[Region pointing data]
══════
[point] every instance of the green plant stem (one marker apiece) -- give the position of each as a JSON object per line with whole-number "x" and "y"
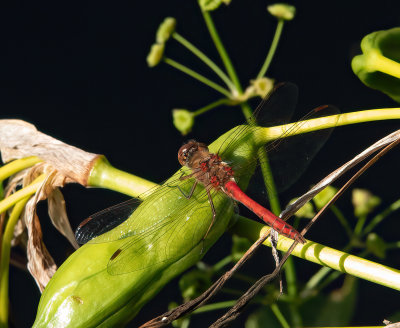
{"x": 339, "y": 215}
{"x": 265, "y": 135}
{"x": 278, "y": 314}
{"x": 215, "y": 306}
{"x": 381, "y": 216}
{"x": 5, "y": 259}
{"x": 325, "y": 256}
{"x": 214, "y": 104}
{"x": 17, "y": 165}
{"x": 272, "y": 49}
{"x": 221, "y": 50}
{"x": 205, "y": 59}
{"x": 197, "y": 76}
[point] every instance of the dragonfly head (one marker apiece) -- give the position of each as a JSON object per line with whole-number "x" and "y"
{"x": 186, "y": 152}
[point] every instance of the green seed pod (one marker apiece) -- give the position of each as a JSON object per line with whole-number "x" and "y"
{"x": 324, "y": 196}
{"x": 183, "y": 120}
{"x": 379, "y": 65}
{"x": 282, "y": 11}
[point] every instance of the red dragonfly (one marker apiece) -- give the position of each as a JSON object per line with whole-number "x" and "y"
{"x": 173, "y": 210}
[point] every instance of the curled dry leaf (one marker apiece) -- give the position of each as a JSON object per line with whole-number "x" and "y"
{"x": 61, "y": 164}
{"x": 19, "y": 139}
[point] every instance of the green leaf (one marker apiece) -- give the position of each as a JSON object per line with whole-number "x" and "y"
{"x": 379, "y": 65}
{"x": 92, "y": 289}
{"x": 193, "y": 283}
{"x": 261, "y": 318}
{"x": 239, "y": 247}
{"x": 282, "y": 11}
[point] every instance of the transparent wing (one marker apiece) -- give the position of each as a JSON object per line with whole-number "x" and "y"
{"x": 105, "y": 220}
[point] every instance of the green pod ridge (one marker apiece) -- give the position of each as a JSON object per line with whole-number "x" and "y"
{"x": 88, "y": 291}
{"x": 379, "y": 65}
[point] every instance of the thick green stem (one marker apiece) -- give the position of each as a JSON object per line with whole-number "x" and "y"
{"x": 205, "y": 59}
{"x": 326, "y": 256}
{"x": 11, "y": 200}
{"x": 197, "y": 76}
{"x": 272, "y": 49}
{"x": 104, "y": 175}
{"x": 381, "y": 216}
{"x": 278, "y": 314}
{"x": 221, "y": 50}
{"x": 5, "y": 259}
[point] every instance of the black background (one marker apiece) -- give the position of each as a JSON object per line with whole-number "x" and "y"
{"x": 77, "y": 71}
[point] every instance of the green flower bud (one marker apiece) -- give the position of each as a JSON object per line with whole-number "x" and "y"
{"x": 376, "y": 245}
{"x": 282, "y": 11}
{"x": 305, "y": 212}
{"x": 209, "y": 5}
{"x": 364, "y": 202}
{"x": 155, "y": 55}
{"x": 193, "y": 283}
{"x": 183, "y": 120}
{"x": 324, "y": 197}
{"x": 379, "y": 65}
{"x": 262, "y": 86}
{"x": 167, "y": 27}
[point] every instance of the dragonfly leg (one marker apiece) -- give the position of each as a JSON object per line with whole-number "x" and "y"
{"x": 188, "y": 196}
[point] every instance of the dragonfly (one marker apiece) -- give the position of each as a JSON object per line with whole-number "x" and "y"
{"x": 200, "y": 196}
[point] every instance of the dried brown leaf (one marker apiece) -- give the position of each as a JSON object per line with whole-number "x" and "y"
{"x": 19, "y": 139}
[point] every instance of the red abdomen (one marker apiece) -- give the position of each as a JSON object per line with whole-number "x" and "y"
{"x": 233, "y": 190}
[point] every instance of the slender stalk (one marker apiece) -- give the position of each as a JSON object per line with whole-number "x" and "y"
{"x": 11, "y": 200}
{"x": 272, "y": 49}
{"x": 278, "y": 314}
{"x": 381, "y": 216}
{"x": 221, "y": 50}
{"x": 5, "y": 259}
{"x": 341, "y": 218}
{"x": 104, "y": 175}
{"x": 214, "y": 104}
{"x": 215, "y": 306}
{"x": 17, "y": 165}
{"x": 197, "y": 76}
{"x": 205, "y": 59}
{"x": 326, "y": 256}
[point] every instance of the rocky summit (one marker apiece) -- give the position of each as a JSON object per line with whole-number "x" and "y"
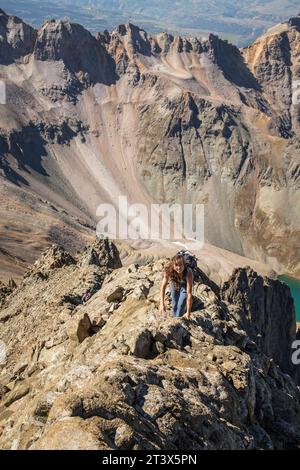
{"x": 92, "y": 364}
{"x": 158, "y": 118}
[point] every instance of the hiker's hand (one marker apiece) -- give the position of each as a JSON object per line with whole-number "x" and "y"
{"x": 162, "y": 308}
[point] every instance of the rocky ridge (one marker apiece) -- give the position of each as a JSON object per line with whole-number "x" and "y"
{"x": 110, "y": 372}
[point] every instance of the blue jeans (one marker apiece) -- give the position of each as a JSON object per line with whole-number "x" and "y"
{"x": 178, "y": 301}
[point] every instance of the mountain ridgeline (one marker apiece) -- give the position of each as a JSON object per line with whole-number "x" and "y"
{"x": 157, "y": 118}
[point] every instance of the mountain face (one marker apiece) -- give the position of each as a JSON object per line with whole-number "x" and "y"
{"x": 113, "y": 373}
{"x": 157, "y": 118}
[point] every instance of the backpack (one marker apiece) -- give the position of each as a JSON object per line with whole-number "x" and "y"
{"x": 190, "y": 260}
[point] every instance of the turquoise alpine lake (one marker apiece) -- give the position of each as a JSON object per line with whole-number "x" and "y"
{"x": 294, "y": 285}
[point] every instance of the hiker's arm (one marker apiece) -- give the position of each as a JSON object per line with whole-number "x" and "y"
{"x": 164, "y": 284}
{"x": 189, "y": 289}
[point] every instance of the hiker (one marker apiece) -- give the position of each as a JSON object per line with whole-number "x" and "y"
{"x": 181, "y": 279}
══════
## WHAT IS NEEDED
Except for the pictures, set down all of the records exactly.

## EXERCISE RESULT
[point] every instance of the green plant stem (one marker apiece) -- give the position of each as a JSON object per line with whole-number "x" and "y"
{"x": 339, "y": 215}
{"x": 265, "y": 135}
{"x": 278, "y": 314}
{"x": 215, "y": 306}
{"x": 381, "y": 216}
{"x": 5, "y": 259}
{"x": 325, "y": 256}
{"x": 214, "y": 104}
{"x": 17, "y": 165}
{"x": 272, "y": 49}
{"x": 221, "y": 50}
{"x": 205, "y": 59}
{"x": 197, "y": 76}
[point] every instance of the dragonfly head (one marker apiece) -- give the position of each as a JSON object per line with whole-number "x" and "y"
{"x": 186, "y": 152}
[point] every instance of the green seed pod (one marker apiece) -- give the position of each as a JSON object per line with whole-number "x" and "y"
{"x": 324, "y": 196}
{"x": 183, "y": 120}
{"x": 379, "y": 65}
{"x": 282, "y": 11}
[point] every instance of the red dragonfly (one marker apiece) -- give the position of each as a JSON object per line with whole-number "x" and "y"
{"x": 173, "y": 210}
[point] every instance of the curled dry leaf (one marker apiece) -- give the position of each as a JSON object per line with whole-number "x" and "y"
{"x": 61, "y": 164}
{"x": 19, "y": 139}
[point] every instance of the green leaf (one marker apiece) -- give the position of each as a JSON object per line with whole-number "x" and "y"
{"x": 379, "y": 65}
{"x": 92, "y": 289}
{"x": 193, "y": 283}
{"x": 261, "y": 318}
{"x": 239, "y": 247}
{"x": 282, "y": 11}
[point] every instance of the transparent wing (one marker apiece) -- give the position of each as a JSON object per line with whole-number "x" and "y"
{"x": 105, "y": 220}
[point] every instance of the green pod ridge (one marker apiece) -- give the position of each as a JSON object per line with whole-number "x" and "y"
{"x": 88, "y": 291}
{"x": 379, "y": 65}
[point] every instance of the thick green stem (one marker apiece) -- give the position of each as a JSON object per line with whole-number "x" and "y"
{"x": 205, "y": 59}
{"x": 326, "y": 256}
{"x": 11, "y": 200}
{"x": 197, "y": 76}
{"x": 272, "y": 49}
{"x": 104, "y": 175}
{"x": 381, "y": 216}
{"x": 278, "y": 314}
{"x": 221, "y": 50}
{"x": 5, "y": 259}
[point] every instance of the black background (one marker apiece) -- give the position of each as a JSON object per line with whole-number "x" and "y"
{"x": 77, "y": 71}
[point] every instance of the green flower bud (one marker apiece) -- give the position of each as a JSON object per line with whole-number "x" and "y"
{"x": 376, "y": 245}
{"x": 282, "y": 11}
{"x": 305, "y": 212}
{"x": 209, "y": 5}
{"x": 364, "y": 202}
{"x": 155, "y": 55}
{"x": 193, "y": 283}
{"x": 183, "y": 120}
{"x": 324, "y": 197}
{"x": 379, "y": 65}
{"x": 262, "y": 86}
{"x": 167, "y": 27}
[point] every instance of the dragonfly leg (one marker apiece) -- give the position of each as a JSON object per line with whole-number "x" and "y"
{"x": 188, "y": 196}
[point] every instance of the dragonfly (one marker apiece) -- give the position of each as a JSON object per line with whole-number "x" and "y"
{"x": 200, "y": 196}
[point] every instance of the dried brown leaf (one marker apiece) -- give the position of each as a JSON object per line with whole-number "x" and "y"
{"x": 19, "y": 139}
[point] every instance of the red abdomen (one marker apiece) -- give the position of each as a JSON object per line with whole-number "x" and "y"
{"x": 233, "y": 190}
[point] every instance of the slender stalk (one marker apiece) -- give the position of each as a JSON object per line with whole-number "x" and "y"
{"x": 11, "y": 200}
{"x": 272, "y": 49}
{"x": 278, "y": 314}
{"x": 381, "y": 216}
{"x": 221, "y": 50}
{"x": 5, "y": 259}
{"x": 341, "y": 218}
{"x": 104, "y": 175}
{"x": 214, "y": 104}
{"x": 215, "y": 306}
{"x": 17, "y": 165}
{"x": 197, "y": 76}
{"x": 205, "y": 59}
{"x": 326, "y": 256}
[point] every instance of the rocky summit (one marker apiece) -- give the position of each as a JSON object per line with whole-number "x" and "y"
{"x": 92, "y": 364}
{"x": 158, "y": 118}
[point] every instance of the hiker's hand (one marker apiece) -- give the position of each as a JSON object per line with whole-number "x" and "y"
{"x": 162, "y": 308}
[point] every instance of the rocky ridge (one marker apiece) -- give the position of each as a JSON object per line with whole-number "x" and "y"
{"x": 110, "y": 372}
[point] every instance of the blue jeans (one marker apiece) -- give the position of each as a JSON object per line with whole-number "x" and "y"
{"x": 178, "y": 301}
[point] every instance of the mountain ridgeline (one marker apiece) -- give the position of each as a JSON object per line with whole-number "x" and "y"
{"x": 157, "y": 118}
[point] every instance of the mountain face (one marker apiece) -- give the position of each as a JSON object per line with whole-number "x" and "y"
{"x": 113, "y": 373}
{"x": 157, "y": 118}
[point] every instance of the backpack (one marker apiece) -- give the position of each as a JSON object per line with whole-number "x" and "y"
{"x": 190, "y": 260}
[point] every instance of the turquoise alpine lake (one marker apiece) -- give the position of each as a JSON object per line with whole-number "x" and "y"
{"x": 294, "y": 285}
[point] every instance of the hiker's arm (one marker apiece) -- give the position of each as a JSON object per line with whole-number "x" and "y"
{"x": 164, "y": 284}
{"x": 189, "y": 289}
[point] every instance of the hiker (one marker apiece) -- give the position of each as a JSON object per line with whole-number "x" and "y"
{"x": 181, "y": 279}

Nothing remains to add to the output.